What is being asked = Copy out the line containing "The component shall identify every instance of the photo" and each line after it, through the last one in the material, exactly as written.
— start Information provided —
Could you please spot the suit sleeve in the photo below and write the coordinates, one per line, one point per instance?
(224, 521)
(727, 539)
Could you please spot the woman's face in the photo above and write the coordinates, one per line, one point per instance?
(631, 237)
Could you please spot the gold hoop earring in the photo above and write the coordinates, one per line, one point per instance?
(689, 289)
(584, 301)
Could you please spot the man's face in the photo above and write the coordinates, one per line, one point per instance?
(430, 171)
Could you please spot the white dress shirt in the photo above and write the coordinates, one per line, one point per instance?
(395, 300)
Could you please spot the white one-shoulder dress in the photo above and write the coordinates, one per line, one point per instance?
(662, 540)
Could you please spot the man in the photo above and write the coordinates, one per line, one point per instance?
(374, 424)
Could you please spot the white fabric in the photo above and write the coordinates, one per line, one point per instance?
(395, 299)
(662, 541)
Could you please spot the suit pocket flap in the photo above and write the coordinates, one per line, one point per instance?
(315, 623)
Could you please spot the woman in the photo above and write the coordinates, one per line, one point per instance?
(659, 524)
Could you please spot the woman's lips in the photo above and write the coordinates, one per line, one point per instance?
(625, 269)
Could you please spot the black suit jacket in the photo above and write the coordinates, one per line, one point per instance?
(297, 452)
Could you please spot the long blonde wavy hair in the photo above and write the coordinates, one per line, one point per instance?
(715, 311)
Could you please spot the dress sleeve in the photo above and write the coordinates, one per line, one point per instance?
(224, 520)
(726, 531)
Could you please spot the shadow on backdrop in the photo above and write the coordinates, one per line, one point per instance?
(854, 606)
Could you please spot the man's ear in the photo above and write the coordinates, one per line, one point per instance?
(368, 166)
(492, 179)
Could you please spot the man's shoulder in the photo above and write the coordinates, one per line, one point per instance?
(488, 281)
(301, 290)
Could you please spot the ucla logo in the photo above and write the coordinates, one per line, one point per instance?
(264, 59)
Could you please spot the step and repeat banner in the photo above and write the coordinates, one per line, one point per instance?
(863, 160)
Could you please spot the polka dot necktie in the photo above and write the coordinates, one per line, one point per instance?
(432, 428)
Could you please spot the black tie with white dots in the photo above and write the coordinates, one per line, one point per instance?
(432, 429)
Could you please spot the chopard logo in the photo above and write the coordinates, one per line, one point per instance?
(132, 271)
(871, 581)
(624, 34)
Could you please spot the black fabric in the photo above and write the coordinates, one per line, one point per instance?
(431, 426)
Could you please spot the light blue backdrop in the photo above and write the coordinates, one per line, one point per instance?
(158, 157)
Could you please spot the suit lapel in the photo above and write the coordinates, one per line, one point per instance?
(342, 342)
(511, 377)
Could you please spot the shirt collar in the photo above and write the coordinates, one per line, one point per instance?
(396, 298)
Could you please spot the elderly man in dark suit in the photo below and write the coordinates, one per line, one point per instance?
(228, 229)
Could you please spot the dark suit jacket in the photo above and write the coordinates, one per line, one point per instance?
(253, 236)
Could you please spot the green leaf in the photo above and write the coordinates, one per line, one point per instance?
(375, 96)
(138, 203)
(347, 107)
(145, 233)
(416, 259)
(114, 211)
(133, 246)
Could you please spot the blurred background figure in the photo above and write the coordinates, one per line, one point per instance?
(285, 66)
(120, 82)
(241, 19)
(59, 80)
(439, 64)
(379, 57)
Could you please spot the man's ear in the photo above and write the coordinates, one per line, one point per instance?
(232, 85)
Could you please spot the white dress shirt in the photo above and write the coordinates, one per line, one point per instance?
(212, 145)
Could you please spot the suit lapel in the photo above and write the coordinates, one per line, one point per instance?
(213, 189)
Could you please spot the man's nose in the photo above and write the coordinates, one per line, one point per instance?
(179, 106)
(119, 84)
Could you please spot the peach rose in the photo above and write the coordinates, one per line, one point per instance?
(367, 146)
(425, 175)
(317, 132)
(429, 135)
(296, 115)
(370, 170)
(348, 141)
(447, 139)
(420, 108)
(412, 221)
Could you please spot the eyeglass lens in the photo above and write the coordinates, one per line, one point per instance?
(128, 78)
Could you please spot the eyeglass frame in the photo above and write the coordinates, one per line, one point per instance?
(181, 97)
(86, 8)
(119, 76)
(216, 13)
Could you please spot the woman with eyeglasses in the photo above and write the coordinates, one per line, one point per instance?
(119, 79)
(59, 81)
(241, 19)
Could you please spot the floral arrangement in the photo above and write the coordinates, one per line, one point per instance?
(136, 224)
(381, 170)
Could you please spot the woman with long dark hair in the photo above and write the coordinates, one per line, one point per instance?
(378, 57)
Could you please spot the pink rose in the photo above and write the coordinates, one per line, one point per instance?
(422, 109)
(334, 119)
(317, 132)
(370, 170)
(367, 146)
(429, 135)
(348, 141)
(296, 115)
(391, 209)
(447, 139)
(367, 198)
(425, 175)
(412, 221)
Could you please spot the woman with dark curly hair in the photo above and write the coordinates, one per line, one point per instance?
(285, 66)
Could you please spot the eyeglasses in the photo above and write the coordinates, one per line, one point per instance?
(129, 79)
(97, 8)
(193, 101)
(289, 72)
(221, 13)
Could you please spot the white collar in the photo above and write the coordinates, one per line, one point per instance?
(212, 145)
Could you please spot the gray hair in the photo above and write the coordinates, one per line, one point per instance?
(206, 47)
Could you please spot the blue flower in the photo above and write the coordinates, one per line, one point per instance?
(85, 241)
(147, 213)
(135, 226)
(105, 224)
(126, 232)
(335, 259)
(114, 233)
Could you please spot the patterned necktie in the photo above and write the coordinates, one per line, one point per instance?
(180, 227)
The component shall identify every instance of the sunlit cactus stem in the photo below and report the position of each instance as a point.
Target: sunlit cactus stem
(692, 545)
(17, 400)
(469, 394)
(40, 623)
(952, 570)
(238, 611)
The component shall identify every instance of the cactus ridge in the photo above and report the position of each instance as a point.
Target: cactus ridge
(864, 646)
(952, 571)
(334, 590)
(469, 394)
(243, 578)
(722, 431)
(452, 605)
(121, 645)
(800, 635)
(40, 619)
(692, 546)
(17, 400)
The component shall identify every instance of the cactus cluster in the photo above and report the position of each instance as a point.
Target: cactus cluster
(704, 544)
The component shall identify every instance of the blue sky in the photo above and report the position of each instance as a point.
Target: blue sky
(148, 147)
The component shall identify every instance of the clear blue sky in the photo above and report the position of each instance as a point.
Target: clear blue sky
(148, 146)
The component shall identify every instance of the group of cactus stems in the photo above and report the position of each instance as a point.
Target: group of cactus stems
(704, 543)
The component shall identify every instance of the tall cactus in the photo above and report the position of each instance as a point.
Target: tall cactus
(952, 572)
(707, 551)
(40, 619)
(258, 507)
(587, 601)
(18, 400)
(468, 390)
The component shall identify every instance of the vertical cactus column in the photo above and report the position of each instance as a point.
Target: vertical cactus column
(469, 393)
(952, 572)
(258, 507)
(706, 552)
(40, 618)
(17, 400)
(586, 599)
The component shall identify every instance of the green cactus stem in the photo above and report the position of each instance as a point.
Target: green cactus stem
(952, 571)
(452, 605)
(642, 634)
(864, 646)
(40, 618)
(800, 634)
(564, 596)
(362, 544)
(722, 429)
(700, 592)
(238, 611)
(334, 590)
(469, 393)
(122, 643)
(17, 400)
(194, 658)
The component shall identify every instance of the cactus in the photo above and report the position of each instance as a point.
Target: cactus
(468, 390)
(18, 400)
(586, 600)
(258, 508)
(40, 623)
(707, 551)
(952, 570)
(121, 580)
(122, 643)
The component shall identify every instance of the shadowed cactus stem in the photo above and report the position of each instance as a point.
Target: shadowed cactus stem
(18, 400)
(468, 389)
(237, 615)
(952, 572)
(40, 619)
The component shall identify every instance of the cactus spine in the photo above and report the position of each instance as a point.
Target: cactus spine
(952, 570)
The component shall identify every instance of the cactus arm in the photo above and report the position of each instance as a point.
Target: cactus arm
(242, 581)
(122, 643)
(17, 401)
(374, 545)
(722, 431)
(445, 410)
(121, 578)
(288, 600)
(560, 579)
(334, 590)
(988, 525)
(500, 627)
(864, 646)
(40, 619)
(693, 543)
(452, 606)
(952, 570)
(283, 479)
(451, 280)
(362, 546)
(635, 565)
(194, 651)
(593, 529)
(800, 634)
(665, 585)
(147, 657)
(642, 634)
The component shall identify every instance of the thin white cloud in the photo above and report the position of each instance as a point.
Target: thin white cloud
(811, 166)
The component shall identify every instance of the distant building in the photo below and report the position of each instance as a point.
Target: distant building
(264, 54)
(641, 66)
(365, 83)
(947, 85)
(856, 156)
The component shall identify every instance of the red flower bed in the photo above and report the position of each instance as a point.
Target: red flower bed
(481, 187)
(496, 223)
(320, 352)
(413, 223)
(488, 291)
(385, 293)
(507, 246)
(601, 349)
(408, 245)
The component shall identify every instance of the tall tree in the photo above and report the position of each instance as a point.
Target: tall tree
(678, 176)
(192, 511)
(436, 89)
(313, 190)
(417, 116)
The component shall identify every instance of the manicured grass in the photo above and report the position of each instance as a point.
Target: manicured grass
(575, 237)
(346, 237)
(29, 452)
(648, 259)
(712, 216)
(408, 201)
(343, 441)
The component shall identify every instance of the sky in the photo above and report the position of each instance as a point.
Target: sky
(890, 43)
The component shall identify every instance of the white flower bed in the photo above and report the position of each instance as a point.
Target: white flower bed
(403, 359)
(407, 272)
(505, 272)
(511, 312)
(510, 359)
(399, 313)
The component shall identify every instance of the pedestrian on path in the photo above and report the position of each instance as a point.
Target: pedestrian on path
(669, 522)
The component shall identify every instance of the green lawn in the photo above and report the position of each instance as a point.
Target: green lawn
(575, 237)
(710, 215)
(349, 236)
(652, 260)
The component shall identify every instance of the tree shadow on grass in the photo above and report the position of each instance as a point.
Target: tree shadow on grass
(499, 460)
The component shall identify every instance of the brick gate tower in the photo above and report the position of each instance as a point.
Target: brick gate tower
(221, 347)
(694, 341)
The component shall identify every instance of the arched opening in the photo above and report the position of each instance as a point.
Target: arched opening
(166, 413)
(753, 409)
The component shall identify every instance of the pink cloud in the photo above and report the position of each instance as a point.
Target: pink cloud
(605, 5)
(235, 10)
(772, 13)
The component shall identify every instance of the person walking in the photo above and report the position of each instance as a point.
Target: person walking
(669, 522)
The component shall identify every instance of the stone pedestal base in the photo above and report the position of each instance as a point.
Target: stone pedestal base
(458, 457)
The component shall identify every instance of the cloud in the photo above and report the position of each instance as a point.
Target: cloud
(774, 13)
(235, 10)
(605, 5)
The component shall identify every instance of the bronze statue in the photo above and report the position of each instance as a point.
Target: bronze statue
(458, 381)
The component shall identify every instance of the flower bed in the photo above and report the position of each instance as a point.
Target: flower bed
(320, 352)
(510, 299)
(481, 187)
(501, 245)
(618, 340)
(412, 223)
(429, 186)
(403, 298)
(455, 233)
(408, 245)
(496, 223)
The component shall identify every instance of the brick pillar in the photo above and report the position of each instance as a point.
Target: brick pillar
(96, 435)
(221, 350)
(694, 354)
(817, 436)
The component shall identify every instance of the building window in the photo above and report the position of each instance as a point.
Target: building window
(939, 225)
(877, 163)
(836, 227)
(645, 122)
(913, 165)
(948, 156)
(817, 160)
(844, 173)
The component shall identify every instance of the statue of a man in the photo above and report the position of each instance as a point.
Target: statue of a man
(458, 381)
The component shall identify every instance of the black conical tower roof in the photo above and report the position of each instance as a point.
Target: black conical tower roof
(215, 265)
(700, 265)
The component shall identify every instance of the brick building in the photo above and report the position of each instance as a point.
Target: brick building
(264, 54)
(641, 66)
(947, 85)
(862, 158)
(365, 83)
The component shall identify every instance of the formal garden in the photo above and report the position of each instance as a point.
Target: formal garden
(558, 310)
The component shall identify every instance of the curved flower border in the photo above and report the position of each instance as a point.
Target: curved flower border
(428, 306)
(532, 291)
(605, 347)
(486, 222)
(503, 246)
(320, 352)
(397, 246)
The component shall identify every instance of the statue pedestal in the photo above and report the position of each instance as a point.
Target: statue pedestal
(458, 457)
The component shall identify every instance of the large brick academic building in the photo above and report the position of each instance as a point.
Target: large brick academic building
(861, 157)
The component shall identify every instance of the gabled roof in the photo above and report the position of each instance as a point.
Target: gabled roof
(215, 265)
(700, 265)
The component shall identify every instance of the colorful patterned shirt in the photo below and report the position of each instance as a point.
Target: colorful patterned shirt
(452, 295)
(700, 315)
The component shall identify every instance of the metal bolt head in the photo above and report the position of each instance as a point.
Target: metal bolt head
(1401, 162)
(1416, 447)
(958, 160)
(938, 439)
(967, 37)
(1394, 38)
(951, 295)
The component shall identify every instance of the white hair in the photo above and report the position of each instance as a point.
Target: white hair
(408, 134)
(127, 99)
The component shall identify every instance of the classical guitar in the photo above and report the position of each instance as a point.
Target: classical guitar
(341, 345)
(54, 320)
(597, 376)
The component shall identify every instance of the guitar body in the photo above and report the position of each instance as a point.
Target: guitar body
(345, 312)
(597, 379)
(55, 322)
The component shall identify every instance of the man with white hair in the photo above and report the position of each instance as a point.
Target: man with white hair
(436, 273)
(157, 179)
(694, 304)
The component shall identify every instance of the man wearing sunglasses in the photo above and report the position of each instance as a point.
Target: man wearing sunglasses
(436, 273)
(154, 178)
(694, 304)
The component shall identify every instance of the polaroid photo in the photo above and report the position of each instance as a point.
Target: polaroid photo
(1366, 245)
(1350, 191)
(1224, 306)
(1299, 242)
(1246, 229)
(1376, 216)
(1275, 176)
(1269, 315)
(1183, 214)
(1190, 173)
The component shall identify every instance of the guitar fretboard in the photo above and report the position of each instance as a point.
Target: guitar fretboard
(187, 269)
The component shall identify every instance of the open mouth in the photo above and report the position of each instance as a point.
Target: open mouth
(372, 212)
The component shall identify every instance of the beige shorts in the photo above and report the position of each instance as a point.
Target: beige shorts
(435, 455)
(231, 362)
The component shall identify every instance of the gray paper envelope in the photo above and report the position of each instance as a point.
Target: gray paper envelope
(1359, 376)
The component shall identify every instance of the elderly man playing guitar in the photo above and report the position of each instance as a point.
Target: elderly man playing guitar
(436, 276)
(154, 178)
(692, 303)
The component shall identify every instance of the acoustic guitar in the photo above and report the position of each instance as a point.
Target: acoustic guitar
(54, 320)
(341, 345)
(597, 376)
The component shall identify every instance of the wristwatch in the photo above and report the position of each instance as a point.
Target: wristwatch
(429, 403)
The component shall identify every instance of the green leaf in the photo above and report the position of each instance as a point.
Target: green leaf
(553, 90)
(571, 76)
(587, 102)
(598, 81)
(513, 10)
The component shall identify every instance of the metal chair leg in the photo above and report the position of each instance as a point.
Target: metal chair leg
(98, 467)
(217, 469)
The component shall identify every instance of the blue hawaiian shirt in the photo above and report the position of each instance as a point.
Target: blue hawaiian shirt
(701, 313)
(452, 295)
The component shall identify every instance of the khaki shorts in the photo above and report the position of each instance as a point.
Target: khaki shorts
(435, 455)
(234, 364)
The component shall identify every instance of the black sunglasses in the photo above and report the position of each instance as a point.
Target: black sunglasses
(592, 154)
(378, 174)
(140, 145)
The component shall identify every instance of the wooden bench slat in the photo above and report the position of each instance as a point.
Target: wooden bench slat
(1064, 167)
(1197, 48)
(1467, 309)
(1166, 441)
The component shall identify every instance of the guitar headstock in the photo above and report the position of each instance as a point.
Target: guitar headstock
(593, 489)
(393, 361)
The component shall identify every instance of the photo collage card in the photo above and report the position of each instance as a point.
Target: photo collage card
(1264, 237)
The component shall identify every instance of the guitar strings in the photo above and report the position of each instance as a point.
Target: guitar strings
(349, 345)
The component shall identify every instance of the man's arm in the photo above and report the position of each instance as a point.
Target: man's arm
— end Information provided —
Problem solution =
The component shall identify every instance of the photo collage card in the photo above and report the position of each instance as a point.
Target: photo collage card
(1264, 237)
The component shall identify every instance of the guitar strings in the photo above and report the position of each instance as a point.
Target: guitar strings
(349, 345)
The component shall identify every instance of the man's arm in the photo above and report the position of each instance as a point.
Target: man's arm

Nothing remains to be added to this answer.